Text provided:
▬▬▬▬▬▬▬▬▬▬

I will freely admit, though, that I’m extremely forgiving of this drama’s faults because the cinematography was. So. Damn. Good. I’m trying to remember the last time I saw a show — K-drama or otherwise — so visually intelligent and quirky. Kyung’s fondness for the theatre was used as the inspiration for her murders, but as Kyung-yi drew closer to catching her, I loved seeing a discernible overlap in their thought processes whenever Kyung-yi imagined our killer’s crimes preformed as stage productions. The inclusion of video game elements to represent Kyung-yi was also a nice touch because, in a lot of ways, she’s like the character of an MMRPG: using alcohol to replenish her “health,” going on side quests, teaming up with other players, having multiple lives, and defeating the final boss. But as quirky as Kyung-yi’s character was, we can’t ignore that she was extremely depressed at the beginning of the series.

While I know many viewers were uncomfortable with her poor hygiene and excessive drinking, watching Kyung-yi climb out of her depressive state was as much a part of the story as her hunt for the killer. As Kyung-soo stated in the finale: a person’s past is not always important so long as their journey has made them a better person. We see Kyung-yi deliver this message to Santa, but it’s also a message for herself. She has learned from her past mistakes and has come to be more trusting of the people around her, including Santa. I know many — myself included — are a bit disappointed that we don’t have a definitive answer to Santa’s mysterious past or the events leading to Sung-woo’s suicide, but I guess, like Kyung-yi, we’re just going to have to move on and accept that we won’t always have the answers.

Santa was a fan favorite for many, but Geon-wook, in my opinion, is the breakout character of this series. His relationship with Kyung was often confusing. Was he a friend? A sidekick? A masochist who got a thrill from being dominated by Kyung? And there were times when he seemed even more eager to kill than Kyung, but his fear of getting caught stopped him. When Kyung mentioned this episode that she was always killing on the behalf of others, it made me realize that the person she murdered on behalf of the most was Geon-wook. First she killed his father, and later she killed the five members of the boat party who stood by and watched as his former boyfriend drowned. The whole plot of this drama hinges around the boat party drowning and subsequent revenge killings, and given that he took a bullet for Kyung, I’d argue that he was more her friend than either Kyung — or I — originally thought.

▬▬▬▬▬▬▬▬▬▬

Data:
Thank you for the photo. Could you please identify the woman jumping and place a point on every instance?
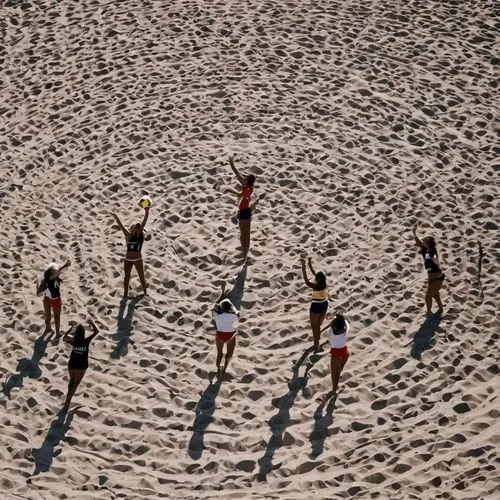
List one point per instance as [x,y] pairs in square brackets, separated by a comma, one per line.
[226,318]
[50,286]
[245,211]
[134,238]
[435,275]
[79,358]
[319,302]
[337,335]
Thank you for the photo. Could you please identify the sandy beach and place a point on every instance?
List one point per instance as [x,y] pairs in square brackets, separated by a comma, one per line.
[359,120]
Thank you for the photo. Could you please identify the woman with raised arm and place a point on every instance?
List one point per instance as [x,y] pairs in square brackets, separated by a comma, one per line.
[337,336]
[245,211]
[435,275]
[134,238]
[50,287]
[226,318]
[79,358]
[319,302]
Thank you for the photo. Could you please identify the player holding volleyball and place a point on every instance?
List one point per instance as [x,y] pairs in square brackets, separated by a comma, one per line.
[134,238]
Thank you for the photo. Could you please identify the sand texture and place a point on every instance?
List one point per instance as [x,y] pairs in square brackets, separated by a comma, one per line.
[359,119]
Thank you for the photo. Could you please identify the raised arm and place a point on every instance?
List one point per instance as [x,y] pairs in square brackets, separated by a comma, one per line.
[121,226]
[329,325]
[304,272]
[145,219]
[417,241]
[66,264]
[309,261]
[234,169]
[41,287]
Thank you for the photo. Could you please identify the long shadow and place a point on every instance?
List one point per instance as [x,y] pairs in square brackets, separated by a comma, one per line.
[236,294]
[45,455]
[479,271]
[124,327]
[321,424]
[279,422]
[424,335]
[204,411]
[28,367]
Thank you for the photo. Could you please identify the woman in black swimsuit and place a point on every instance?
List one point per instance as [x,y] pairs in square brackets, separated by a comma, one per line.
[134,238]
[79,358]
[435,275]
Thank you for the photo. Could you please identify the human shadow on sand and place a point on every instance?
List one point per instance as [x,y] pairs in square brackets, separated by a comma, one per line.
[204,416]
[124,327]
[28,367]
[424,336]
[279,422]
[321,424]
[44,456]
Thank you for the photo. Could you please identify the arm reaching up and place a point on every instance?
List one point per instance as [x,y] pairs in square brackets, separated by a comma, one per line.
[234,169]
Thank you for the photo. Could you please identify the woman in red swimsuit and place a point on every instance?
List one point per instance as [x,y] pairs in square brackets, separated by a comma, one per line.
[245,211]
[50,286]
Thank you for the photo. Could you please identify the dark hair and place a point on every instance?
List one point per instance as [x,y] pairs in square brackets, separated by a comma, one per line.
[250,180]
[226,306]
[431,241]
[339,324]
[319,282]
[79,336]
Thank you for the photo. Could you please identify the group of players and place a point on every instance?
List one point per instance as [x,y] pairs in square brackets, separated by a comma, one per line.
[225,313]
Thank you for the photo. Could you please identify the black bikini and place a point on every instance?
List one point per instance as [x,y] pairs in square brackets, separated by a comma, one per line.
[79,359]
[135,242]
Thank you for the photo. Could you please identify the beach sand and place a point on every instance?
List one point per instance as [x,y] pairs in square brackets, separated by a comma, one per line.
[359,119]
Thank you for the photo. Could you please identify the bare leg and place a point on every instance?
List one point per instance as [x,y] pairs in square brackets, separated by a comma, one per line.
[315,319]
[48,313]
[127,267]
[139,265]
[432,291]
[229,352]
[57,318]
[219,346]
[428,301]
[437,298]
[245,235]
[75,377]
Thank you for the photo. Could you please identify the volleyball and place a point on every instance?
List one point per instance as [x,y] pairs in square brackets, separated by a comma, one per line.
[145,202]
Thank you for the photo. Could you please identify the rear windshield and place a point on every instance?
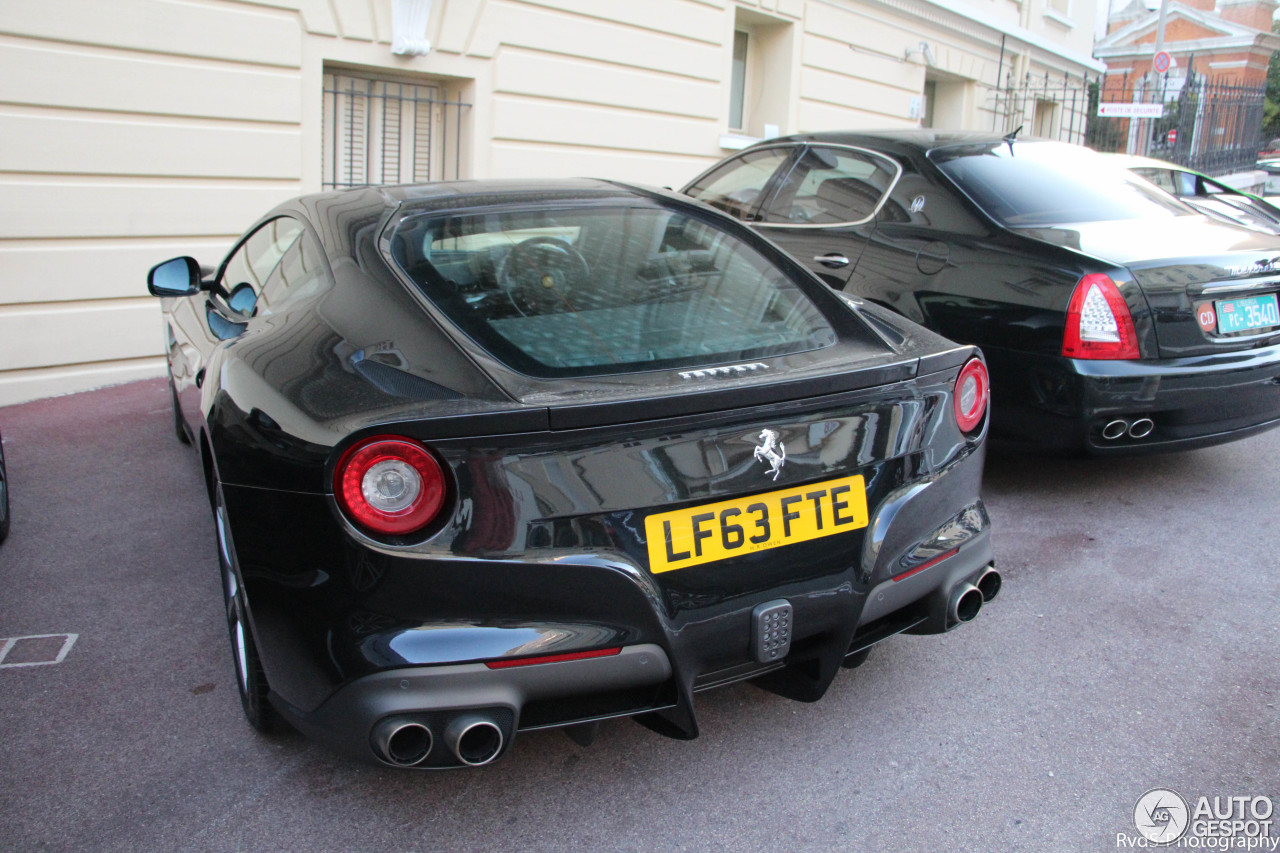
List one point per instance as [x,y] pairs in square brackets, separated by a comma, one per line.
[1032,185]
[606,288]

▬▬▬▬▬▬▬▬▬▬

Activities:
1. In the drama review, what does Kyung-yi use to replenish her "health"?
2. Transcribe the part of the drama review starting at "While I know" and ending at "have the answers.".
3. Pick up the drama review where it stops and keep writing it.

Response list:
1. Alcohol.

2.
While I know many viewers were uncomfortable with her poor hygiene and excessive drinking, watching Kyung-yi climb out of her depressive state was as much a part of the story as her hunt for the killer. As Kyung-soo stated in the finale: a person’s past is not always important so long as their journey has made them a better person. We see Kyung-yi deliver this message to Santa, but it’s also a message for herself. She has learned from her past mistakes and has come to be more trusting of the people around her, including Santa. I know many — myself included — are a bit disappointed that we don’t have a definitive answer to Santa’s mysterious past or the events leading to Sung-woo’s suicide, but I guess, like Kyung-yi, we’re just going to have to move on and accept that we won’t always have the answers.

3.
However, that seems to undermine the message that the series has been trying to tell us: That the main difference between Kyung and Kyung-yi is that the latter has a support system of friends. Repeatedly, Kyung has claimed that she has no one in her corner. Even as she’s arrested, she stares after Kyung-yi and her friends as though they are some sort of mythical creature she can’t look away from. So is Kyung really friendless or is she just incapable of returning affection? It’s questions and inconsistencies like these that have me waffling over how much I like Kyung as a character and buy her as a killer.

On the other hand, Sook as a villain just made more sense. Perhaps it’s because she fits a familiar mold, even if that mold is usually filled by men more often than women. But it’s the gender reversal that makes her character so appealing. We’re used to seeing men having an mafia-like army of people at their beck and call, but Sook, with her sweet old lady façade, adds something extra to the role. It’s a duality that cannot be pulled off by a man, and it made her somewhat unpredictable because you weren’t quite sure if she was going to bake you cookies or poison you with them. It’s fitting, then, that in our final hour with these characters Sook became a Batman villain, her punishment mirroring her two-faced personality. Not going to lie, though, I low-key wanted to see her suffer more. I guess when it comes to fictional bad guys getting their just desserts, I’m a bit more like Kyung than Kyung-yi.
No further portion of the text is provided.